* **YOUR GOAL**
Somewhere below is a line with "[(360, 304), (453, 63), (332, 152), (432, 228)]" and, later, a line with "[(384, 204), (340, 383), (522, 216), (527, 243)]"; repeat those two lines and all the lines between them, exactly as they are.

*** Opening of TASK MATERIAL ***

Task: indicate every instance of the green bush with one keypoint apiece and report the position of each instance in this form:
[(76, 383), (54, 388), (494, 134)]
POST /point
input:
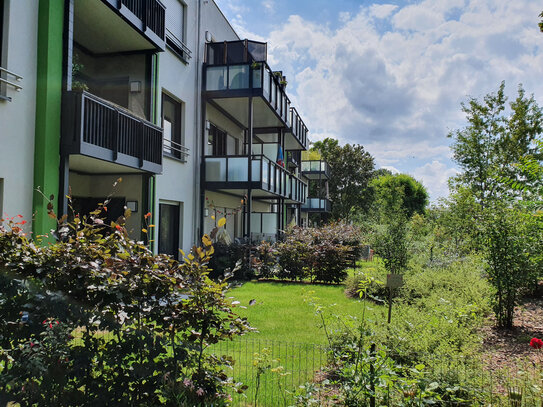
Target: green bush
[(319, 254), (98, 318)]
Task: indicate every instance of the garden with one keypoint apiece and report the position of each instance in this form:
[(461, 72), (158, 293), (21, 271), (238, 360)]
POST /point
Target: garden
[(446, 312)]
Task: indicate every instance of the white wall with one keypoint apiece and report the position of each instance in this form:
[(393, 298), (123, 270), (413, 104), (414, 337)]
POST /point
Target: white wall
[(17, 138), (178, 181)]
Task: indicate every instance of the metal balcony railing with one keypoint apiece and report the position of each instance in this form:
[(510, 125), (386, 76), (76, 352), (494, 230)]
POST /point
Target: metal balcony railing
[(97, 128), (317, 205), (4, 74), (316, 167), (232, 172), (176, 150)]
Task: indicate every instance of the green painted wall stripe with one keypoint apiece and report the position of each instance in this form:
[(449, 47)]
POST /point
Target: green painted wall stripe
[(48, 109)]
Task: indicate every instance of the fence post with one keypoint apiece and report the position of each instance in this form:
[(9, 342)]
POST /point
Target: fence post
[(372, 376)]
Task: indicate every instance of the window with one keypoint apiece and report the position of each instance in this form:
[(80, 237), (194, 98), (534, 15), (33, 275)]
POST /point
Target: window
[(173, 127), (176, 21), (216, 141), (169, 228)]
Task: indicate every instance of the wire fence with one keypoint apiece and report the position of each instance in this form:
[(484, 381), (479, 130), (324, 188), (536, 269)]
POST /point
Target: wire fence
[(274, 372), (283, 373)]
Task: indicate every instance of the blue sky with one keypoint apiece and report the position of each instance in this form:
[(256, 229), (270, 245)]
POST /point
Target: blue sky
[(391, 75)]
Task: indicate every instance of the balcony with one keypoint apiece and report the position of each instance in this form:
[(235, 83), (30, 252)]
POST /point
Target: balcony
[(317, 205), (113, 26), (293, 159), (268, 179), (296, 137), (96, 128), (264, 226), (237, 70), (316, 169)]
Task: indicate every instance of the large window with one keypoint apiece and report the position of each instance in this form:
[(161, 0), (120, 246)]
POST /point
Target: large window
[(172, 123), (216, 141), (169, 228)]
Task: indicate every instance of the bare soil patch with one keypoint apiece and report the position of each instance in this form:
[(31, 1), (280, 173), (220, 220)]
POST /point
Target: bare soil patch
[(506, 348)]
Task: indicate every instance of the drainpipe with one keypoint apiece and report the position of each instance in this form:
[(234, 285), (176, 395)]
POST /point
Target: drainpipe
[(199, 130)]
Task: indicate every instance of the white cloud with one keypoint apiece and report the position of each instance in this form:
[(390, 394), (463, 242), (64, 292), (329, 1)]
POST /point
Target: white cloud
[(434, 177), (269, 5), (392, 78), (382, 10)]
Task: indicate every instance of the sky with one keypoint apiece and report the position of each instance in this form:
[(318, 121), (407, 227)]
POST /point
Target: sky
[(391, 75)]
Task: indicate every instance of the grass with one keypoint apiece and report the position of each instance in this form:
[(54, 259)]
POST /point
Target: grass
[(290, 337), (283, 311)]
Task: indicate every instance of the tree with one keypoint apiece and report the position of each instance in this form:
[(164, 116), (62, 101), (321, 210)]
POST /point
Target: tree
[(494, 141), (351, 169), (413, 197)]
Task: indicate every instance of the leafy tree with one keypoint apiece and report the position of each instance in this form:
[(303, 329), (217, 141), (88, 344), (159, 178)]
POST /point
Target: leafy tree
[(351, 169), (390, 232), (493, 141), (413, 198), (507, 253)]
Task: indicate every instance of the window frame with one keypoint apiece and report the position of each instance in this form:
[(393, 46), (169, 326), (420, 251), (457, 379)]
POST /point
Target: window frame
[(177, 133), (176, 208), (218, 138)]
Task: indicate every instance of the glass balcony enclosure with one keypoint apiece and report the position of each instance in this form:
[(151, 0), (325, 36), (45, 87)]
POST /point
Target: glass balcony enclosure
[(317, 205), (239, 69), (232, 172), (298, 129)]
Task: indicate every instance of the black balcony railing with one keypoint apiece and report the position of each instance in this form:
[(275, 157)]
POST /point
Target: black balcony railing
[(298, 128), (97, 128), (294, 158), (317, 205), (232, 67), (148, 16), (236, 52), (232, 172), (316, 169)]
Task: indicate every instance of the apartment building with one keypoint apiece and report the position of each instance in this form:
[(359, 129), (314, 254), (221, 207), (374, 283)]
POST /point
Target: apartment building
[(161, 94), (318, 206)]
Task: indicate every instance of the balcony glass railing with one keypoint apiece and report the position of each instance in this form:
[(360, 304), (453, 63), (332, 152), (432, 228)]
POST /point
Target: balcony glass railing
[(266, 175), (316, 167), (241, 65), (264, 222), (236, 52), (317, 205)]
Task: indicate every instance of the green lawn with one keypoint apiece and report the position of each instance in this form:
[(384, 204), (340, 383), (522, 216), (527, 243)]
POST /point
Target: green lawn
[(289, 330), (283, 313)]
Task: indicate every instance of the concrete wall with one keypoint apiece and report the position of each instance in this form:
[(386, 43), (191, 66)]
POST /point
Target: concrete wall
[(178, 182), (101, 186), (17, 138)]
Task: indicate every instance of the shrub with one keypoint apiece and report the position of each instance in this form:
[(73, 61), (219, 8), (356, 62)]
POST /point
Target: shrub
[(320, 254), (508, 252)]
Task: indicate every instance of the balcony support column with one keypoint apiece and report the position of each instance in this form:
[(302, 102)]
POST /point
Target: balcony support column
[(64, 184)]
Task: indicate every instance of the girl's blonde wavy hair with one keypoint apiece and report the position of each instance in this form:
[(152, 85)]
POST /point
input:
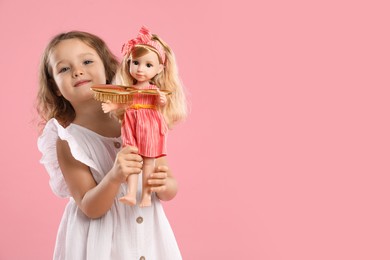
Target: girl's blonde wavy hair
[(176, 108), (49, 104)]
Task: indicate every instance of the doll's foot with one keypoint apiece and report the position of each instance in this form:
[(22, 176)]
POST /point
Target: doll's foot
[(129, 200), (146, 202)]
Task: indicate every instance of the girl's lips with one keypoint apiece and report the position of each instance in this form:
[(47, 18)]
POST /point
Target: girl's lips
[(81, 82)]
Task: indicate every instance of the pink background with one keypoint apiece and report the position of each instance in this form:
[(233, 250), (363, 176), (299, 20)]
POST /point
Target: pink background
[(286, 151)]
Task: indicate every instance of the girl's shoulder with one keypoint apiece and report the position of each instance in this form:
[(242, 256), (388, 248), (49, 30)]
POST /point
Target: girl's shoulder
[(84, 144)]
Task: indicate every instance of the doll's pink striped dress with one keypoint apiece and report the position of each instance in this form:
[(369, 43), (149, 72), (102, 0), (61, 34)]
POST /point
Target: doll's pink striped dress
[(144, 126)]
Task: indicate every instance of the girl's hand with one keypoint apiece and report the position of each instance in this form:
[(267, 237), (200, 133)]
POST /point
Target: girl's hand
[(162, 98), (108, 106), (157, 181), (127, 162)]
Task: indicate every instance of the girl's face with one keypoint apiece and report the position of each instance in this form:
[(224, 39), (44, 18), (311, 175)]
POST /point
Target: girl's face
[(145, 67), (76, 67)]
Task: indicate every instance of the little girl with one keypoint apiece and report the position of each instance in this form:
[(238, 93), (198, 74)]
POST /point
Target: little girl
[(149, 67), (81, 147)]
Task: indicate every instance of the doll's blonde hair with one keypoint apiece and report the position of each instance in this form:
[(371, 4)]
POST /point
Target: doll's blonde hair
[(49, 103), (176, 108)]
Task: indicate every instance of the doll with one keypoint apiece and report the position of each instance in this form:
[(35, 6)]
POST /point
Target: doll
[(149, 99)]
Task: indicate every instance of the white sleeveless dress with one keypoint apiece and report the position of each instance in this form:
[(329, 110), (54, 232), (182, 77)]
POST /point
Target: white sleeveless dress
[(124, 232)]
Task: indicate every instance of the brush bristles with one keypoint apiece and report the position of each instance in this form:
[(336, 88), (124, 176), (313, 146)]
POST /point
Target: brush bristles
[(114, 98)]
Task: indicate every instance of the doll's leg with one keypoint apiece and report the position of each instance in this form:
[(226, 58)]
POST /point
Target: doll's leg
[(147, 169), (130, 198)]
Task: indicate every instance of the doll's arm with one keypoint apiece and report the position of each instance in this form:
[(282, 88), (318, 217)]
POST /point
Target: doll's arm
[(108, 106), (93, 199), (162, 98), (162, 180)]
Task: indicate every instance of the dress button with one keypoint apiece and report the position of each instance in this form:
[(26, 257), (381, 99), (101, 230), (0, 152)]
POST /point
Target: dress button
[(140, 220)]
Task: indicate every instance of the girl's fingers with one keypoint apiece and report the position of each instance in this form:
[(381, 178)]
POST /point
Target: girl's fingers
[(159, 175), (161, 168), (158, 189)]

*** Close of TASK MATERIAL ***

* **ANSWER**
[(360, 304), (453, 63), (332, 152), (432, 228)]
POST /point
Target: balcony glass railing
[(266, 175), (316, 167), (241, 65), (264, 222), (236, 52), (317, 205)]
Task: indicate every instance of the green lawn with one keypoint apiece and report the position of each instance in this form:
[(384, 204), (340, 383), (522, 216), (527, 243)]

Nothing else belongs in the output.